Records for the exercise start

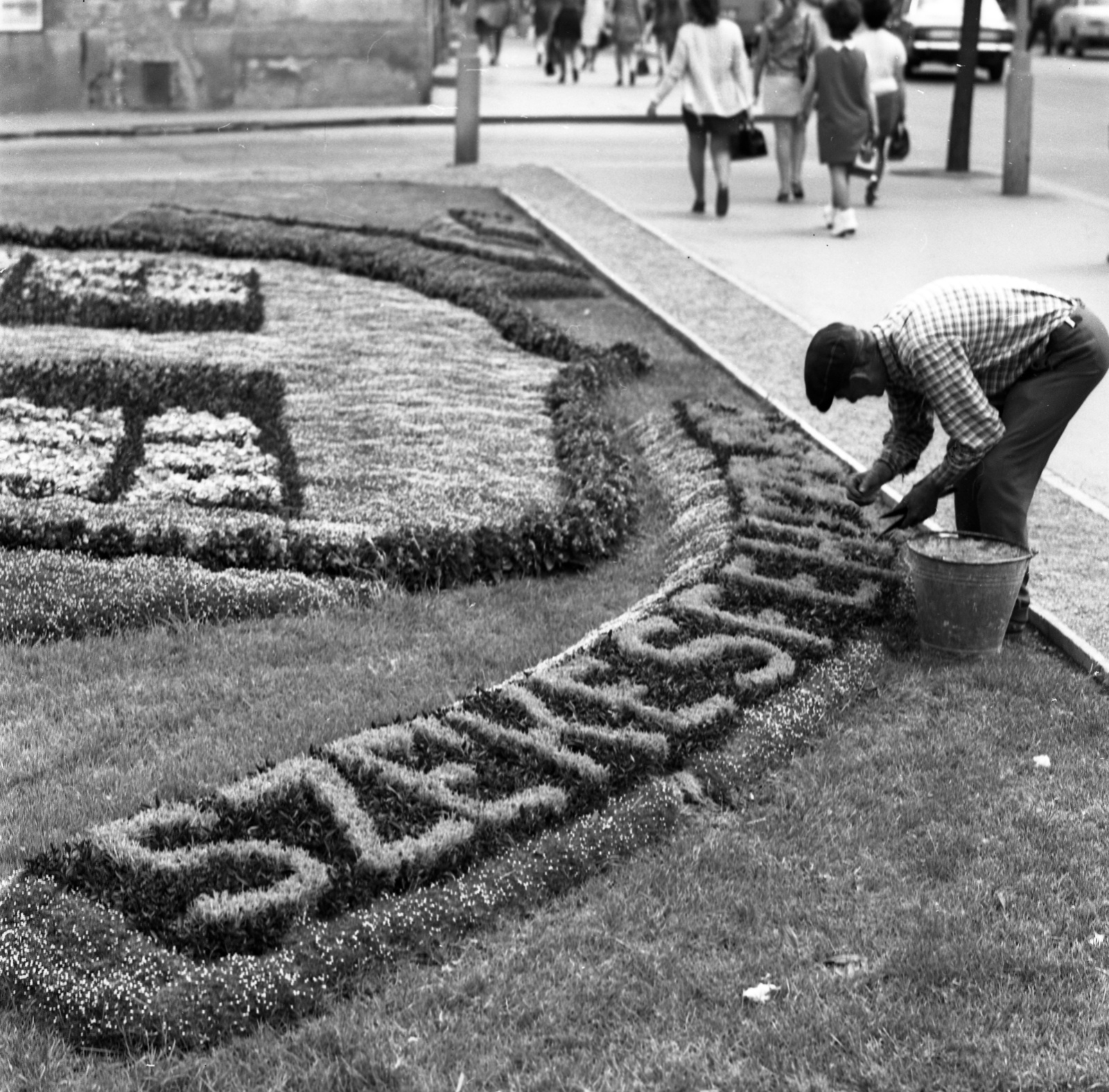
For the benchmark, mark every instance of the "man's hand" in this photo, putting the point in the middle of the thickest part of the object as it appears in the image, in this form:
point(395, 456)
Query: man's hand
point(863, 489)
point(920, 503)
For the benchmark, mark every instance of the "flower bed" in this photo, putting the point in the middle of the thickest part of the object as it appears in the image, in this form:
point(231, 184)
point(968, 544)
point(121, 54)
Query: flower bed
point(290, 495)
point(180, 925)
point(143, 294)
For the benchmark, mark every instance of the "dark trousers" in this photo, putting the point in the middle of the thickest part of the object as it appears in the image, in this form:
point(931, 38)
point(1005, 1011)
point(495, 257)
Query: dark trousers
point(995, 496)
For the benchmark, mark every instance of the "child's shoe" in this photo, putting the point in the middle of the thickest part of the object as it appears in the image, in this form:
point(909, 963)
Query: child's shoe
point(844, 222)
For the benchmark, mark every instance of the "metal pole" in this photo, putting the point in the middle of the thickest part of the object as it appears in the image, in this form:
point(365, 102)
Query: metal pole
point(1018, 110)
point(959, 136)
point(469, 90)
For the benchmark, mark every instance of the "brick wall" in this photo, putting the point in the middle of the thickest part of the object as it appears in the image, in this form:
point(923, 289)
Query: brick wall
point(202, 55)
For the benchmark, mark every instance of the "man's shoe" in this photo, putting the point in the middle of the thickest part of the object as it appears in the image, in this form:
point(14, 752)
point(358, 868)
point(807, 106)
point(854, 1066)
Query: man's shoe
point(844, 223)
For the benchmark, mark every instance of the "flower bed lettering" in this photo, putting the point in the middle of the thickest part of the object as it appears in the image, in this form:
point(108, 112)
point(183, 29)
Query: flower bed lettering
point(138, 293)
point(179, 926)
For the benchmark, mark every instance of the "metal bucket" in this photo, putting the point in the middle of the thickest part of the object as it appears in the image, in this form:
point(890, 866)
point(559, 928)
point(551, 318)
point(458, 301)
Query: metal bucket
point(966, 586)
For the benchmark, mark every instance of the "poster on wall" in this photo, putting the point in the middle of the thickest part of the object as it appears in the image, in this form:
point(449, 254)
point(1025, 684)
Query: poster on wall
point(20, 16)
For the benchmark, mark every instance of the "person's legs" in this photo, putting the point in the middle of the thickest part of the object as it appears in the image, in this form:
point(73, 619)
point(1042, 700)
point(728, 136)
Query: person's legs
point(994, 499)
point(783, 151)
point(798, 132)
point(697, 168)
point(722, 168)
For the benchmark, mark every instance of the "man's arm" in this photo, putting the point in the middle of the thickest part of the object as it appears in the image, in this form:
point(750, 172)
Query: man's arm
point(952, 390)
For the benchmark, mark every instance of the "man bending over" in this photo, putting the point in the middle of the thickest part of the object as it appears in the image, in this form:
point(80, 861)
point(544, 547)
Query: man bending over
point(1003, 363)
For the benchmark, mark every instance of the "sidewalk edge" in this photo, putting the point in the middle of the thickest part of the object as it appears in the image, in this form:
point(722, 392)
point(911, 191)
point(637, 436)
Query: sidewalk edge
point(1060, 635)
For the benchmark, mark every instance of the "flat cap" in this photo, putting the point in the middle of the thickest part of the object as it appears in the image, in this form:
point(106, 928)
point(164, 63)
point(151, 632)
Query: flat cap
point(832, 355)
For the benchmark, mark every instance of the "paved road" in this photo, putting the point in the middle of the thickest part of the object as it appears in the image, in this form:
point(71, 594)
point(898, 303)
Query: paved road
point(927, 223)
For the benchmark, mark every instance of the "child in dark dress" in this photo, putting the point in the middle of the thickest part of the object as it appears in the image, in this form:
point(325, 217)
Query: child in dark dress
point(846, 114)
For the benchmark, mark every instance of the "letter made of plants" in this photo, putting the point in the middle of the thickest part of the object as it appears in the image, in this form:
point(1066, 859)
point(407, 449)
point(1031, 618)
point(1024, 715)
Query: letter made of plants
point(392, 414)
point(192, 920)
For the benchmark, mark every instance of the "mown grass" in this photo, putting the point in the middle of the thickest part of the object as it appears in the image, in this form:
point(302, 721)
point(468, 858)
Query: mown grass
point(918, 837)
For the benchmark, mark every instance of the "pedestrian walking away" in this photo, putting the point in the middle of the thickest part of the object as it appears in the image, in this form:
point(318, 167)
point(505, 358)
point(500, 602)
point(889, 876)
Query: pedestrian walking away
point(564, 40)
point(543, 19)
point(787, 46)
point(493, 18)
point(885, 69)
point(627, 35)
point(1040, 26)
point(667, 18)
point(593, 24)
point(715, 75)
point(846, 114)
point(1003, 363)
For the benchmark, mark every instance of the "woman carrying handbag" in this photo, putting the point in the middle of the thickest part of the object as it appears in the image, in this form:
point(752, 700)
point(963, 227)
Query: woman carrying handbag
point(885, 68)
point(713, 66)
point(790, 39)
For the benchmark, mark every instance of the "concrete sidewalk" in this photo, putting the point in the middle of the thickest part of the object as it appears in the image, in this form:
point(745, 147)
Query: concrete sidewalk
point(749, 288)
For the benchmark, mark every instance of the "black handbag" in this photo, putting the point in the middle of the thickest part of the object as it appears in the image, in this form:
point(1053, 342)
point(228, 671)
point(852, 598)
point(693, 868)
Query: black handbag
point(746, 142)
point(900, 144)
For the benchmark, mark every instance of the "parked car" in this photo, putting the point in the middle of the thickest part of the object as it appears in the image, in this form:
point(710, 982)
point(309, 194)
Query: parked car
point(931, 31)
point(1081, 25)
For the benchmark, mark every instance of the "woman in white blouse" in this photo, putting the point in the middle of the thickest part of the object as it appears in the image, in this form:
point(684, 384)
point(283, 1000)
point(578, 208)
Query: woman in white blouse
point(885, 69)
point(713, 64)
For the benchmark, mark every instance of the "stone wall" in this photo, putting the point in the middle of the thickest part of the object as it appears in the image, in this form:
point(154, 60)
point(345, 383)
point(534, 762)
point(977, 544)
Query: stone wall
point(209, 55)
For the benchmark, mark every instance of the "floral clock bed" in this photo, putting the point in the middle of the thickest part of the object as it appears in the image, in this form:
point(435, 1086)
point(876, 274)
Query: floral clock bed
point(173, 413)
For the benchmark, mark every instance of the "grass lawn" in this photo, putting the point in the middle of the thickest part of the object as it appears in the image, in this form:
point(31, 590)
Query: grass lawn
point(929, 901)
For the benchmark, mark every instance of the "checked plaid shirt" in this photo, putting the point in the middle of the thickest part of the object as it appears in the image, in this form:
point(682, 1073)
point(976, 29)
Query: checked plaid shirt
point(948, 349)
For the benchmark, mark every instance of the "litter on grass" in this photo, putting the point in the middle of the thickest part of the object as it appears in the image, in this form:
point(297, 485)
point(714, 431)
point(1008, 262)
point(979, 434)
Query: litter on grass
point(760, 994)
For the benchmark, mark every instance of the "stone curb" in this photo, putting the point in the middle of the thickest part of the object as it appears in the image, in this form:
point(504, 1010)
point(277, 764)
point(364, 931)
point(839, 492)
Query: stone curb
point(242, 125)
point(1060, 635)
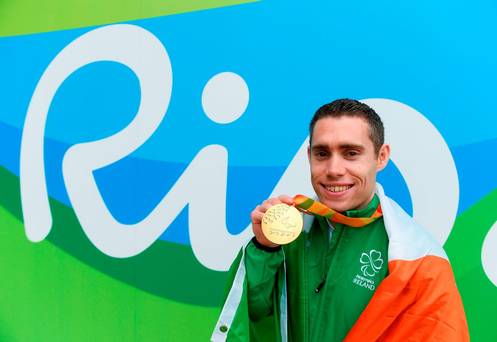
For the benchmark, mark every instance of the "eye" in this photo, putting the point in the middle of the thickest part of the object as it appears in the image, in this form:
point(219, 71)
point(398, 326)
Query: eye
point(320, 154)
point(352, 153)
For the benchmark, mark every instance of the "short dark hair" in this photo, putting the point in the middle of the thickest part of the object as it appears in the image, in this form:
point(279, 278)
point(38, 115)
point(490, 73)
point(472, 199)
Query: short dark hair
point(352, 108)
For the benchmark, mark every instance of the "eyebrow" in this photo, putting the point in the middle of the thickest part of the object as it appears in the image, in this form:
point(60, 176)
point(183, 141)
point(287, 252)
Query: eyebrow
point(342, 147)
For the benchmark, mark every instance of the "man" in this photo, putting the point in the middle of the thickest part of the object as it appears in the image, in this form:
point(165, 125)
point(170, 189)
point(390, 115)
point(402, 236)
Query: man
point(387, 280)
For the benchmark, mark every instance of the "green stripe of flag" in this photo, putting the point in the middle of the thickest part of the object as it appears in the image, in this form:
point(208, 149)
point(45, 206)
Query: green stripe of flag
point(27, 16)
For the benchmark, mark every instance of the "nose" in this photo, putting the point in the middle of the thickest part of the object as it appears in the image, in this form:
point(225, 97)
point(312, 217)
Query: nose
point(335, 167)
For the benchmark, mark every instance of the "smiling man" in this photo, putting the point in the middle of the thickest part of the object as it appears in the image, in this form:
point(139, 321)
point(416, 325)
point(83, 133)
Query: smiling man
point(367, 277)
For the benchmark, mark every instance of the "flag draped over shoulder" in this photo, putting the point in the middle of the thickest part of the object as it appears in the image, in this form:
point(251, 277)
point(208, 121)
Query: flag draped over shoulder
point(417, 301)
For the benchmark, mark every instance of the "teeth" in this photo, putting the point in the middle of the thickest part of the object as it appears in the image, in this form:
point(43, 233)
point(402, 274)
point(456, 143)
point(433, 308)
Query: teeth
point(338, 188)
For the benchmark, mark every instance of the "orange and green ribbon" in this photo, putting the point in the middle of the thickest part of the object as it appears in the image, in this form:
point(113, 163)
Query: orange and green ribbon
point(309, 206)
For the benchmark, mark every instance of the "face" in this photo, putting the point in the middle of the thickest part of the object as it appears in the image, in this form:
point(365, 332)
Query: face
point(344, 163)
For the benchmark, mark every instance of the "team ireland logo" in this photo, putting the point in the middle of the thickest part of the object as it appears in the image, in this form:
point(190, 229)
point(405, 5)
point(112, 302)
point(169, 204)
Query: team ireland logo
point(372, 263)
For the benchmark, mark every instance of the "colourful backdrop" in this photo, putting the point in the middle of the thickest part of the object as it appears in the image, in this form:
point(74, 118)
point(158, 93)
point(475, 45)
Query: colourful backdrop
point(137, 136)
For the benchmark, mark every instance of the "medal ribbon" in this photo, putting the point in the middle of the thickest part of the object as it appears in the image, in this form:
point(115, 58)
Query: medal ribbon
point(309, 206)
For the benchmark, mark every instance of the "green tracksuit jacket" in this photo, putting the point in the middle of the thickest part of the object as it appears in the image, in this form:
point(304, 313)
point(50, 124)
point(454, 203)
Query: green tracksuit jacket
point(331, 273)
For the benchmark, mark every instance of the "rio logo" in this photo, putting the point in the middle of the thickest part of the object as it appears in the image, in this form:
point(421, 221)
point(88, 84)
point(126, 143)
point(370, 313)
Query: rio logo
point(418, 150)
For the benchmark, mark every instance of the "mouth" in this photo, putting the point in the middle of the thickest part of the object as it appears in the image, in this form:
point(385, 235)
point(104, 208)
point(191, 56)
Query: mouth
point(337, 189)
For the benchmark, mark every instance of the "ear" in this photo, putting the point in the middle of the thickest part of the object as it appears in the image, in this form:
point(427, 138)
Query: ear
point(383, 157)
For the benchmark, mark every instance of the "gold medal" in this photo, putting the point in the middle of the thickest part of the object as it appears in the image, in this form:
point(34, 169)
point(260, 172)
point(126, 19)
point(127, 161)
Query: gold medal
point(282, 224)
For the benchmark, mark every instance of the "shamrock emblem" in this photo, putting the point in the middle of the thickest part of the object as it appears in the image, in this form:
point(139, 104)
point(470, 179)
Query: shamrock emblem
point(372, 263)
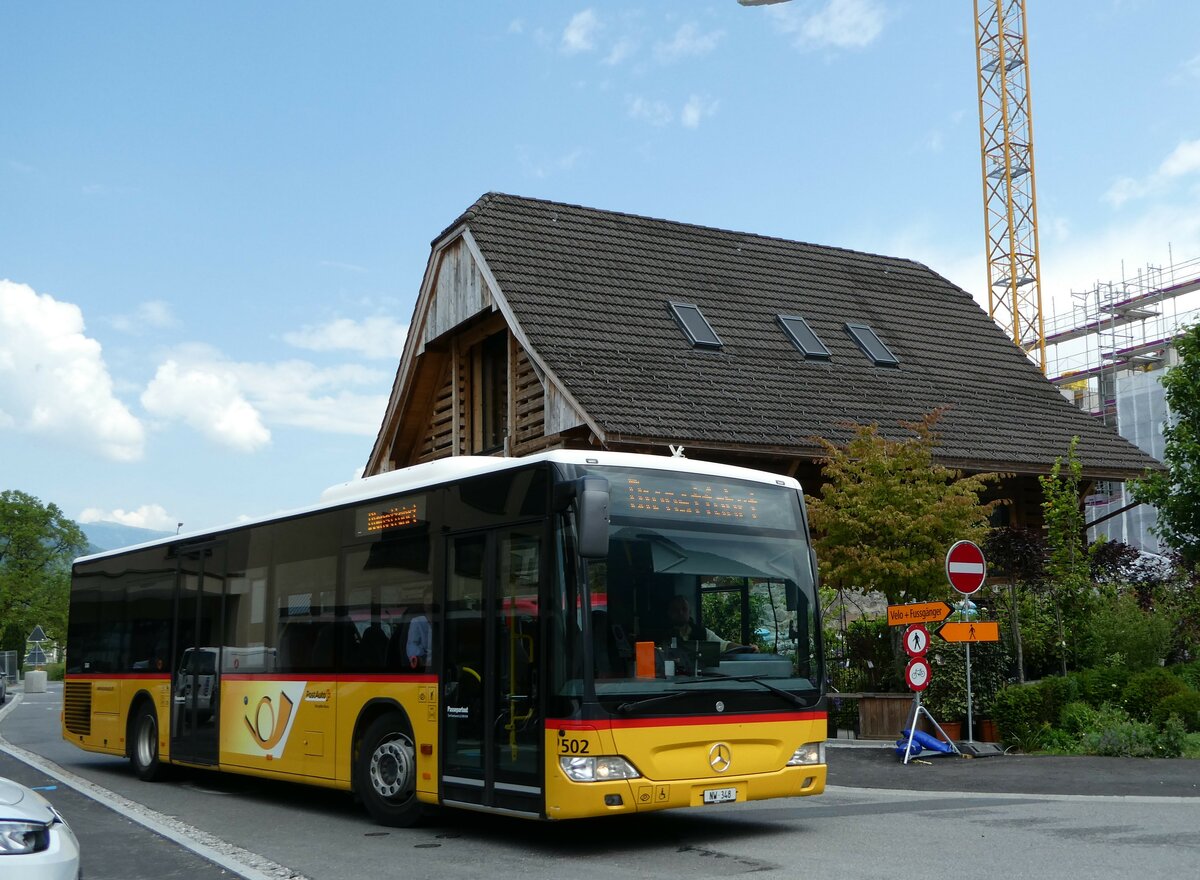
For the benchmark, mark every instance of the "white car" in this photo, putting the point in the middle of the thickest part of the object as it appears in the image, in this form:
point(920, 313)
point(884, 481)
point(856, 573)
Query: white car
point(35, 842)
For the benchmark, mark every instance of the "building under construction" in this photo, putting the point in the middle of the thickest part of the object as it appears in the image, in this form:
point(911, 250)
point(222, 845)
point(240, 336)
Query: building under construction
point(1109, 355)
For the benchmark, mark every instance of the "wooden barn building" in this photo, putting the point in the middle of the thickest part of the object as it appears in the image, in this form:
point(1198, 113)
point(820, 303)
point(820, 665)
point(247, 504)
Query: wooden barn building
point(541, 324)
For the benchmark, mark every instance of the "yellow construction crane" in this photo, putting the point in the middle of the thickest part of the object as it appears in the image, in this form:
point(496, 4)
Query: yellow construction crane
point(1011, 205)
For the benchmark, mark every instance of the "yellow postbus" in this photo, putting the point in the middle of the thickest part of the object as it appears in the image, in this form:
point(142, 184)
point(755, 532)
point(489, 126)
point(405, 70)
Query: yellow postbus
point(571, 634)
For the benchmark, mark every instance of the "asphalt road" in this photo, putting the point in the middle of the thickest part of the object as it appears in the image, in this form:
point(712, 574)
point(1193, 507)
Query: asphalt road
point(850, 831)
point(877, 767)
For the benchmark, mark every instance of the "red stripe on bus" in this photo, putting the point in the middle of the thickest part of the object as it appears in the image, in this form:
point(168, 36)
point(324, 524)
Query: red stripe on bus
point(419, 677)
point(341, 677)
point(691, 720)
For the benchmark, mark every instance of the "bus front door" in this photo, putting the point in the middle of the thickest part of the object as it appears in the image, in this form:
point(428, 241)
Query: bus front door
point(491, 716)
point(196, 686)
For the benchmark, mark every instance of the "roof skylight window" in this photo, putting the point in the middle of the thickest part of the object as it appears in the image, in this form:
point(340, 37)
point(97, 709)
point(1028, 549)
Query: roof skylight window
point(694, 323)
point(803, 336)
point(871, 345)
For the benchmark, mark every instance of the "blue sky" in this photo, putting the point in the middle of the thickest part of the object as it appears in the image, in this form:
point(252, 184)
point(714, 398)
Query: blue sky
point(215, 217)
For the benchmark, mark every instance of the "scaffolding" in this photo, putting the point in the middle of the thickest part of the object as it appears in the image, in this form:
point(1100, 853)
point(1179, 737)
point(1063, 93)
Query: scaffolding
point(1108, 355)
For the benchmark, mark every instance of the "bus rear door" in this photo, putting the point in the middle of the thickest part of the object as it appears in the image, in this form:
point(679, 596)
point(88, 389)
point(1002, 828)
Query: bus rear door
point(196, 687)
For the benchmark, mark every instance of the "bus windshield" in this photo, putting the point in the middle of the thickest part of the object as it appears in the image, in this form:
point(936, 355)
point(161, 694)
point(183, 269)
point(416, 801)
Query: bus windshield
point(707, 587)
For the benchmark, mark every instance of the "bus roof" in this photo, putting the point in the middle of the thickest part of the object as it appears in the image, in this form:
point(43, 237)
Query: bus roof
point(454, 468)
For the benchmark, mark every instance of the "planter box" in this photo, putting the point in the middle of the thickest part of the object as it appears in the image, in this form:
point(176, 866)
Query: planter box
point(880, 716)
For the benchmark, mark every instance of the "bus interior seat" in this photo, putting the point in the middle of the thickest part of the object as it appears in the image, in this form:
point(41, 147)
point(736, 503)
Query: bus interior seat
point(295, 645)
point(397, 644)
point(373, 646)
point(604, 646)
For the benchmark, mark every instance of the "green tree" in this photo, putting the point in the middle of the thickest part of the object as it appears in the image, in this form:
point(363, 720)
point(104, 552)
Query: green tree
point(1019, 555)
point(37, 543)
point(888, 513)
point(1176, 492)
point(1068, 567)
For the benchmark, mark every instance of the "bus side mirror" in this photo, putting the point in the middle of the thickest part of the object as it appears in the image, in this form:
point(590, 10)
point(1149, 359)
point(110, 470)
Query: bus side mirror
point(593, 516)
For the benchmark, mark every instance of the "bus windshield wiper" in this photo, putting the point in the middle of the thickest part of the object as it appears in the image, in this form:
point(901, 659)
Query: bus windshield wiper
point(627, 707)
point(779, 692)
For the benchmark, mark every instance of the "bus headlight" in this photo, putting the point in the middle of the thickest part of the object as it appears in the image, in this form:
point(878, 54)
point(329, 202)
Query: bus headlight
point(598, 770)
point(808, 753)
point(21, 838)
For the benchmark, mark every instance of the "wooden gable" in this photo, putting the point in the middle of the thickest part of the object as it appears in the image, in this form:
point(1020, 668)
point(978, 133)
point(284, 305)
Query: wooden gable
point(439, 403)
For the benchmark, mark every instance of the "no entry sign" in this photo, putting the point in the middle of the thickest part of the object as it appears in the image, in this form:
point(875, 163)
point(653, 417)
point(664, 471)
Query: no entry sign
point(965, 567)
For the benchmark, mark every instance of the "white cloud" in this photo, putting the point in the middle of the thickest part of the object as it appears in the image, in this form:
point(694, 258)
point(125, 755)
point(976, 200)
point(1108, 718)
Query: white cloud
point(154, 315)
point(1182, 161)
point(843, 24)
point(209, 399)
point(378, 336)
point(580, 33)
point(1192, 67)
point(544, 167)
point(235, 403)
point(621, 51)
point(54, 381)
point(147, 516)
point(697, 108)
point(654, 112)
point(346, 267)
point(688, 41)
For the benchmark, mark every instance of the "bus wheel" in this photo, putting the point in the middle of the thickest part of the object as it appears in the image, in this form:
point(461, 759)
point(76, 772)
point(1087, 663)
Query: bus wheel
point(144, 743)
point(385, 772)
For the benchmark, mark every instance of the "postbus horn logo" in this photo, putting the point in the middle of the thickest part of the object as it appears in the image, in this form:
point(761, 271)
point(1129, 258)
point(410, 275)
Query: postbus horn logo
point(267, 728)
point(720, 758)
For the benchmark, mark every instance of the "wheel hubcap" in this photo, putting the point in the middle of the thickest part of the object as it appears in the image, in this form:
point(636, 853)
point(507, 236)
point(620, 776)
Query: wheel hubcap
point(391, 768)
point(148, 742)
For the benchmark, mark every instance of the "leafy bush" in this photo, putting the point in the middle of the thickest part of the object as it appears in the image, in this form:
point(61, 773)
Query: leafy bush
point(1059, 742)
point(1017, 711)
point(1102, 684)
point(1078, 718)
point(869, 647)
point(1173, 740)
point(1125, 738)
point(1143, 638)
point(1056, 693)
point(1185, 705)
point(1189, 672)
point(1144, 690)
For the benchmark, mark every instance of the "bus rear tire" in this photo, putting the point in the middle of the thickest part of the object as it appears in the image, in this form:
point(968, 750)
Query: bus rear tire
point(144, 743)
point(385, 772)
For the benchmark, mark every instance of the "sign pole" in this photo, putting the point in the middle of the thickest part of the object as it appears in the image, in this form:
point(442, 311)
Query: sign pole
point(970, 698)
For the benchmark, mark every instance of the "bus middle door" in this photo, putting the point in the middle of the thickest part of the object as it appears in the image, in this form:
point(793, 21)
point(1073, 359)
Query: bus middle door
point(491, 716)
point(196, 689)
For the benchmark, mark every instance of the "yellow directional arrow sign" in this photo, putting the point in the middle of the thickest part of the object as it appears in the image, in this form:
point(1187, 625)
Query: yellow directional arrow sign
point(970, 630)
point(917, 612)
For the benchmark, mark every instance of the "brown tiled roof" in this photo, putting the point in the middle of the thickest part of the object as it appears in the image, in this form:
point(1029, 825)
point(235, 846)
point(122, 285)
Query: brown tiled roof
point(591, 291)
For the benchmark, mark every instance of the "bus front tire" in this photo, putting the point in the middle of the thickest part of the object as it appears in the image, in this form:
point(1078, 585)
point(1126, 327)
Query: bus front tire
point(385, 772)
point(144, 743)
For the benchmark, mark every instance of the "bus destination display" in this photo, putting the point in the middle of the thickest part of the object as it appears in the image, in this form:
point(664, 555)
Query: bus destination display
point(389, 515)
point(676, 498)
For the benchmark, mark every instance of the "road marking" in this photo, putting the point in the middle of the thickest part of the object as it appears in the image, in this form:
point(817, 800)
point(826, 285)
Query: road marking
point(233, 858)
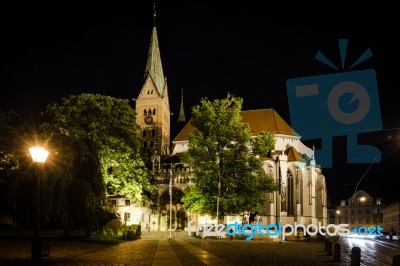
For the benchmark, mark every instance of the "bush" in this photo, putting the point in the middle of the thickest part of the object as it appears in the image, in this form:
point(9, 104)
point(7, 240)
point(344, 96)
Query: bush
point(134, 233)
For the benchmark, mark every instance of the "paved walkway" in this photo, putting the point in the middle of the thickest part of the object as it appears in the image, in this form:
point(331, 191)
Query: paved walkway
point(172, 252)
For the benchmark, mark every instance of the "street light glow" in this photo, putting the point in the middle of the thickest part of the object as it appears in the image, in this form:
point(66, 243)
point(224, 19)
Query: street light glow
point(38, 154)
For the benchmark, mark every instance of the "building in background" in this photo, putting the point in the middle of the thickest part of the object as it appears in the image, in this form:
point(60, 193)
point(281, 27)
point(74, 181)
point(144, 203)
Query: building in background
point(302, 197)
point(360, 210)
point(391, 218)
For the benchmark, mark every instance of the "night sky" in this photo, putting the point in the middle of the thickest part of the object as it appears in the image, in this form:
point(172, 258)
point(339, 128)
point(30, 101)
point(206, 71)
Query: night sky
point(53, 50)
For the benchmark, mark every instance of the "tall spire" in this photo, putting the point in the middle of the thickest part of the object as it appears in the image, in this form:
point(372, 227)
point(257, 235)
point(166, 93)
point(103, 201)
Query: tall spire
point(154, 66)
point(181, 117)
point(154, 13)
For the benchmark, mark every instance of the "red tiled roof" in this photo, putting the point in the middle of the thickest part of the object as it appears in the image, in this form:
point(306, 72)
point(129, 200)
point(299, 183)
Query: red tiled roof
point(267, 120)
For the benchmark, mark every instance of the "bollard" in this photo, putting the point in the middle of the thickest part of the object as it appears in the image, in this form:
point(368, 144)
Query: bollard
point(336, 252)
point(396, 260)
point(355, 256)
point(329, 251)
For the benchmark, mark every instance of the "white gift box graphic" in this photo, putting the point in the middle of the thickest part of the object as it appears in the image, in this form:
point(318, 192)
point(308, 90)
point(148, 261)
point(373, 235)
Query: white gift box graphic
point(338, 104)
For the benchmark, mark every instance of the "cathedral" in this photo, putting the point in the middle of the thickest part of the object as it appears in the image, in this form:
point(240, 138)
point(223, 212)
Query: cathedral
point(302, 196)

Records for the exercise end

*To be done*:
Could you add 35 to every coordinate in the answer points and write out again all lines from the start of the rows through the line containing "point(202, 55)", requests included, with the format sample points in the requests left as they are? Leave the pictures out.

*Exercise answer*:
For the benchmark, mark every instance of the "man's hand" in this photo, putting the point in the middle of the thickest part of the object as it appears in the image, in this form:
point(395, 456)
Query: man's hand
point(898, 524)
point(955, 538)
For the benchmark, mark every instance of the "flower bed" in this photo, putting the point in the middle of the thickest part of the object as it appears in the image, in this form:
point(231, 184)
point(968, 544)
point(121, 54)
Query: flower bed
point(325, 530)
point(215, 960)
point(178, 329)
For the benchmark, mark every instance of the "dark trousers" in this photo, putting the point in the middle of the thickest part of the object as it appears in the image, in this form:
point(931, 38)
point(1005, 1011)
point(495, 257)
Query: dark trousers
point(1030, 531)
For the benchmark, mark every instance of the "child's shoe" in this photo, putting the point in the middle of the thickest part of the object as it appears in the image, in this form:
point(909, 963)
Query: child's shoe
point(879, 257)
For the benchmark, mark every instance of the "metal pole" in this photo, putting the point in the middle of the thickest part of the object as it appears in the image, in this form:
point(365, 102)
Query: metal pole
point(1053, 145)
point(994, 171)
point(504, 125)
For the benchmark, mark every instance of the "brick wall" in this photo, putting the point in the middle of the thickest part of the object as it appears in the image, in this form:
point(923, 289)
Query: brick wall
point(237, 90)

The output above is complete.